- _Stated goal a_:
Write out the passage of the code review comment starting at "return new CallStatus(new" and ending at "other commands, too.".

- _Excerpt provided_:
— START —
Added catch block to mark request exception.

alechenninger · 2017-08-22T16:40:04Z

crud/src/main/java/com/redhat/lightblue/rest/crud/cmd/FindCommand.java

                return new CallStatus(new Response());
            } else {
-                return new CallStatus(getMediator().find(ireq));
+                return new CallStatus(getMediator().find(ireq, metricCtx));
            }
        } catch (Error e) {


I think we also need to mark errors for conditions above:

try { ireq = getJsonTranslator().parse(FindRequest.class, JsonUtils.json(request)); } catch (Exception e) { LOGGER.error("find:parse failure: {}", e); return new CallStatus(Error.get(RestCrudConstants.ERR_REST_FIND, "Error during the parse of the request")); } LOGGER.debug("Find request:{}", ireq); try { validateReq(ireq, entity, version); } catch (Exception e) { LOGGER.error("find:validate failure: {}", e); return new CallStatus(Error.get(RestCrudConstants.ERR_REST_FIND, "Request is not valid")); }

Similar errors can probably occur in other commands, too.
— END —
- _Stored data_:
— START —
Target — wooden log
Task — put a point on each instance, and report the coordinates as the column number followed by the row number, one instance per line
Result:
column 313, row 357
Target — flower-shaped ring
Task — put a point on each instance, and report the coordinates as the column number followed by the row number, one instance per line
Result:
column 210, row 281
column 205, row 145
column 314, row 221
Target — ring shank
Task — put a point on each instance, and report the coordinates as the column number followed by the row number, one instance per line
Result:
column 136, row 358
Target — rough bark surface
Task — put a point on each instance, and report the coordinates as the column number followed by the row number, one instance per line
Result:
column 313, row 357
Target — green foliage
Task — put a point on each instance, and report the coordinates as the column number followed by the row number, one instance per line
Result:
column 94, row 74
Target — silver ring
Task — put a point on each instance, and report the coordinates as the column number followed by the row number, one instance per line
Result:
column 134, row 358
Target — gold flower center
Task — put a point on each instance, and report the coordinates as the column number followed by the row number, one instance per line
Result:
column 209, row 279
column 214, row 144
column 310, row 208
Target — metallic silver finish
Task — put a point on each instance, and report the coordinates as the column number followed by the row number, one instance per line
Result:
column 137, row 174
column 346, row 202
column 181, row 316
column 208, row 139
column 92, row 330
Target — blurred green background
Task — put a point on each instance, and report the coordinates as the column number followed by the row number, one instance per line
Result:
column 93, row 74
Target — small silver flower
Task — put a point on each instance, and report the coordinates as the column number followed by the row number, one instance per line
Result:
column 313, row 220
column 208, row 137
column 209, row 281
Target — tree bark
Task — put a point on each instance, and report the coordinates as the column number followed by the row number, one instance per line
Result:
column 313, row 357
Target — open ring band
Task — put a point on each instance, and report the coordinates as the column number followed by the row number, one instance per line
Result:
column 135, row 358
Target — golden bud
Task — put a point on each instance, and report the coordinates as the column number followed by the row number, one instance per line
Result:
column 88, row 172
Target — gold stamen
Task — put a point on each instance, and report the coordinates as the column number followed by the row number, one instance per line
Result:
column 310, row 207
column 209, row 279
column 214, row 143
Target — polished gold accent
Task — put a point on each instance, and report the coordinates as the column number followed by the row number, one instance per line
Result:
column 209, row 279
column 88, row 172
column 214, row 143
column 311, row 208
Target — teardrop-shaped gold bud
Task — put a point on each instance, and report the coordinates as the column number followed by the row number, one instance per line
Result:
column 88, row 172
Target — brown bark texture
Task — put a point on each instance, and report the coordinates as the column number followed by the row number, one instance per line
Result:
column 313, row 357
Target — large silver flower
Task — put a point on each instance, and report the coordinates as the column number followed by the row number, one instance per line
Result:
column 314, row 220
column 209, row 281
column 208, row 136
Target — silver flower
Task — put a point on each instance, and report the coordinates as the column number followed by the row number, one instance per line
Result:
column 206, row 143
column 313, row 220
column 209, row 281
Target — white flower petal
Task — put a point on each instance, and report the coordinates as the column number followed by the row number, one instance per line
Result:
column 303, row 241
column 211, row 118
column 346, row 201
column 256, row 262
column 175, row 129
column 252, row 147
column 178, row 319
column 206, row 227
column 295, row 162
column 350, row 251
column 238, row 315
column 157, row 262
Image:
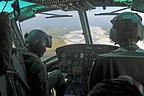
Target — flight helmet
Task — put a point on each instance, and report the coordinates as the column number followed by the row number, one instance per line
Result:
column 126, row 26
column 37, row 41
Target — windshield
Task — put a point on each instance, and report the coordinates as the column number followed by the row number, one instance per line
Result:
column 67, row 30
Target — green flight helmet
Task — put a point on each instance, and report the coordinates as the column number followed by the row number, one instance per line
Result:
column 126, row 26
column 37, row 41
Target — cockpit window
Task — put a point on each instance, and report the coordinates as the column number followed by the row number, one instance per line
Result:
column 68, row 30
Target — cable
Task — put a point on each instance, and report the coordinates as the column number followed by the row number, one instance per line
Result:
column 4, row 6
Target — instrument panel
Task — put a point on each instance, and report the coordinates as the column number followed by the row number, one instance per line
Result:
column 77, row 59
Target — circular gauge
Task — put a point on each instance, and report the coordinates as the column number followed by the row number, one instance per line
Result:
column 63, row 55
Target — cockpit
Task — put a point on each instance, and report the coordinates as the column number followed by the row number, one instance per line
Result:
column 80, row 31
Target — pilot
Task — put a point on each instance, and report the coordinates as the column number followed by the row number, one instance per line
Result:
column 127, row 30
column 39, row 80
column 5, row 42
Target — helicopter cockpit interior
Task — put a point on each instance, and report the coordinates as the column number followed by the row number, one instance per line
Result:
column 74, row 60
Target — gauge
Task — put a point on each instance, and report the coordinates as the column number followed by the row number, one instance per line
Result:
column 75, row 63
column 76, row 55
column 63, row 55
column 69, row 62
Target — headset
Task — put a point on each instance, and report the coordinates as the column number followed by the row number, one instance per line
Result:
column 126, row 26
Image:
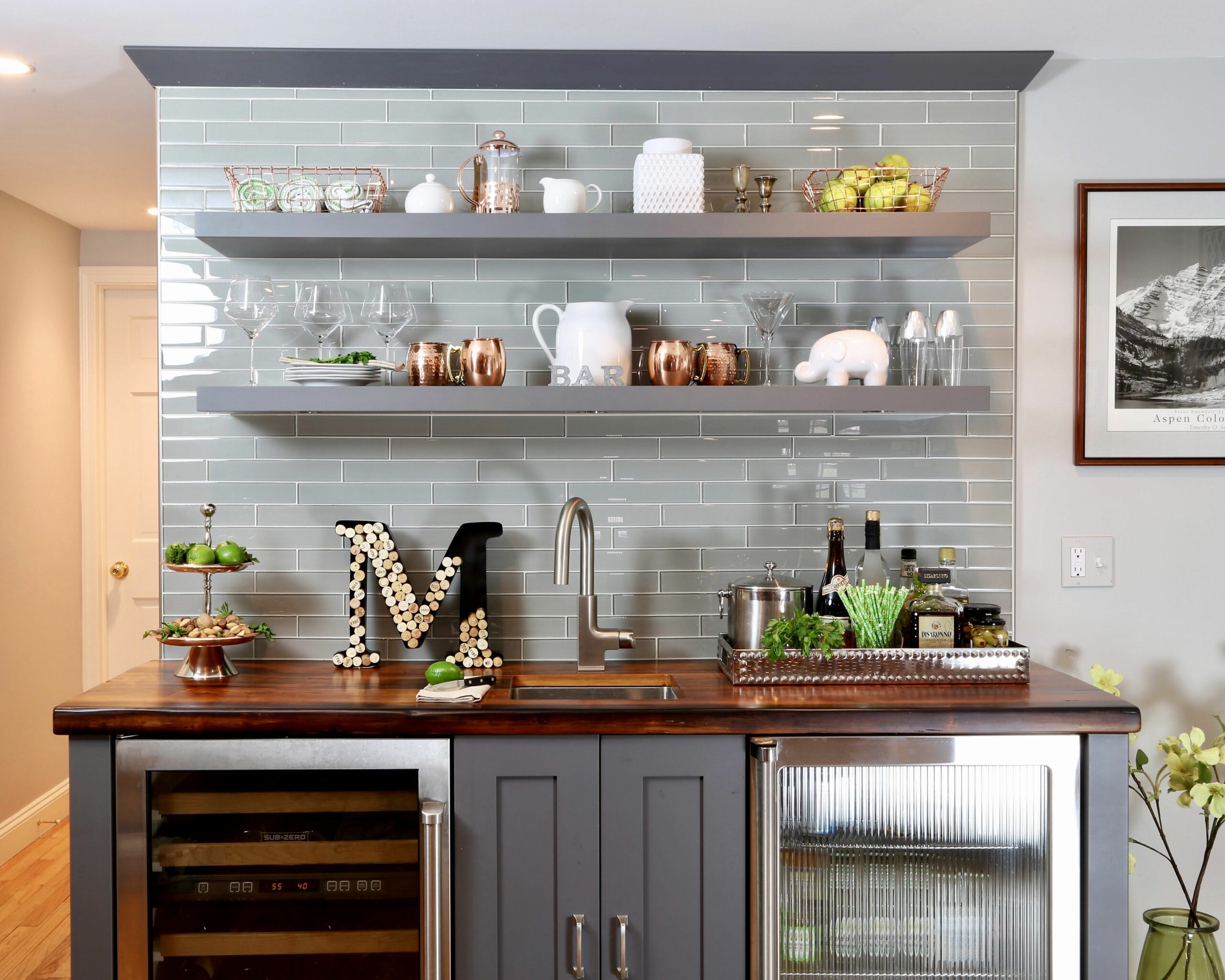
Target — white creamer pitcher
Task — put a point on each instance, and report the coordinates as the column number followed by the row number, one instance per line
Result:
column 593, row 341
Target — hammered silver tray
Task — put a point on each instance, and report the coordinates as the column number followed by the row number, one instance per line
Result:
column 951, row 666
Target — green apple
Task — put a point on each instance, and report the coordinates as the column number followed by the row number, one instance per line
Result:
column 858, row 177
column 892, row 166
column 918, row 199
column 885, row 195
column 838, row 196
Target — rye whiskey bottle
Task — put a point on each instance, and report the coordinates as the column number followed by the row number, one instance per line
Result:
column 828, row 603
column 936, row 620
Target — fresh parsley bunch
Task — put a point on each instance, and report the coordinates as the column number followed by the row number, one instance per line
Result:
column 805, row 631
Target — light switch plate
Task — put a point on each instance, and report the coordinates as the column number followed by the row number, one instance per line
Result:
column 1088, row 563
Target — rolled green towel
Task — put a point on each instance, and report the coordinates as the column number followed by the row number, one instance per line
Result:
column 301, row 194
column 256, row 194
column 346, row 195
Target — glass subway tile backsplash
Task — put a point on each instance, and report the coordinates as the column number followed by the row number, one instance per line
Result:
column 683, row 502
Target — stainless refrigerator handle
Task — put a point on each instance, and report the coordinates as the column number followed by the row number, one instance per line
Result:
column 765, row 961
column 623, row 967
column 435, row 868
column 578, row 968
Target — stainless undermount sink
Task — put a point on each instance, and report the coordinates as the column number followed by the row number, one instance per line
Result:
column 594, row 688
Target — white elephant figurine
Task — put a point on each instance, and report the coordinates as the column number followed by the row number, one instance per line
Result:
column 839, row 357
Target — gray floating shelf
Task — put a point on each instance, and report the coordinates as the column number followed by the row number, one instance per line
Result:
column 742, row 399
column 466, row 235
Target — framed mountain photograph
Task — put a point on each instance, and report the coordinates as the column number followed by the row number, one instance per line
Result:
column 1151, row 373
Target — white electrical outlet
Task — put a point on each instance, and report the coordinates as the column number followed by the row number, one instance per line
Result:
column 1088, row 563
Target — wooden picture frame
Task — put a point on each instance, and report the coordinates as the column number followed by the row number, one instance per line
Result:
column 1087, row 408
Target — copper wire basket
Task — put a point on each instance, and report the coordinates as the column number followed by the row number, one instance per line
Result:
column 367, row 198
column 930, row 179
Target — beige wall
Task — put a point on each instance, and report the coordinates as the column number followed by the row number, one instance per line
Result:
column 1162, row 624
column 40, row 498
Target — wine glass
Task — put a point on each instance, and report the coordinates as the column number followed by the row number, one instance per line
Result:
column 250, row 303
column 320, row 309
column 767, row 310
column 388, row 309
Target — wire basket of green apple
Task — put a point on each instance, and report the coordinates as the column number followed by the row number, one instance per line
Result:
column 891, row 184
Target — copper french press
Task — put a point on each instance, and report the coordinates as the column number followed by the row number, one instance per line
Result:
column 495, row 177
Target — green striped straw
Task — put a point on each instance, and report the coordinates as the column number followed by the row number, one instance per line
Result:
column 874, row 612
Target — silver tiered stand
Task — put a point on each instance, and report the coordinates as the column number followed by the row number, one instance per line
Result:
column 206, row 657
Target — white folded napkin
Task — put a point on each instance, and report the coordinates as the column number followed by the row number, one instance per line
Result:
column 455, row 696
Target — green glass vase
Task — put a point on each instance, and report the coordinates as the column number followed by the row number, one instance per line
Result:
column 1176, row 951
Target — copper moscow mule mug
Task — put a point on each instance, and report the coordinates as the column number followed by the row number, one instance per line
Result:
column 675, row 362
column 428, row 363
column 723, row 364
column 482, row 362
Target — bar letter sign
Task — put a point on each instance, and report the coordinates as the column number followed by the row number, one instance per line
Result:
column 375, row 570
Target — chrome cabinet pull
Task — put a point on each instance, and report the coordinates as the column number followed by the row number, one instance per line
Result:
column 435, row 863
column 578, row 968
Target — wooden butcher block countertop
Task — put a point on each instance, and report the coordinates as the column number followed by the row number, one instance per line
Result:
column 305, row 699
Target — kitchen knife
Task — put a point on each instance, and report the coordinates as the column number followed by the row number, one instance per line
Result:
column 484, row 679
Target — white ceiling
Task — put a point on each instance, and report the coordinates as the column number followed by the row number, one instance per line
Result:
column 77, row 138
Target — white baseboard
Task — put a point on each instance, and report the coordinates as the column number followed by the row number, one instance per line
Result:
column 22, row 828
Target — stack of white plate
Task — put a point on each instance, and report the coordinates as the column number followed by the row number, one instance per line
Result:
column 353, row 375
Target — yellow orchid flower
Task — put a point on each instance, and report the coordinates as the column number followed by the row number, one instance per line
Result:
column 1184, row 776
column 1105, row 680
column 1211, row 797
column 1193, row 744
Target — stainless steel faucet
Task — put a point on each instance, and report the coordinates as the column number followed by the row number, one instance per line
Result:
column 593, row 642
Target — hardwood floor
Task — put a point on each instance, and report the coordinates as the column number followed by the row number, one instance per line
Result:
column 34, row 911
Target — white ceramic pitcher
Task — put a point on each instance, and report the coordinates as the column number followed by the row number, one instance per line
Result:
column 592, row 336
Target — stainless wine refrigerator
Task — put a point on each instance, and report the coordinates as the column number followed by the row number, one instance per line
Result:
— END —
- _Stated goal b_:
Repeat word for word the lines of the records starting at the line that contains "Target — copper french press" and ending at the line that contains "column 495, row 177", with both of those lines included.

- _Full response a_:
return new CallStatus(new Response());
            } else {
-                return new CallStatus(getMediator().find(ireq));
+                return new CallStatus(getMediator().find(ireq, metricCtx));
            }
        } catch (Error e) {


I think we also need to mark errors for conditions above:

try { ireq = getJsonTranslator().parse(FindRequest.class, JsonUtils.json(request)); } catch (Exception e) { LOGGER.error("find:parse failure: {}", e); return new CallStatus(Error.get(RestCrudConstants.ERR_REST_FIND, "Error during the parse of the request")); } LOGGER.debug("Find request:{}", ireq); try { validateReq(ireq, entity, version); } catch (Exception e) { LOGGER.error("find:validate failure: {}", e); return new CallStatus(Error.get(RestCrudConstants.ERR_REST_FIND, "Request is not valid")); }

Similar errors can probably occur in other commands, too.

- _Full response b_:
Target — copper french press
Task — put a point on each instance, and report the coordinates as the column number followed by the row number, one instance per line
Result:
column 495, row 177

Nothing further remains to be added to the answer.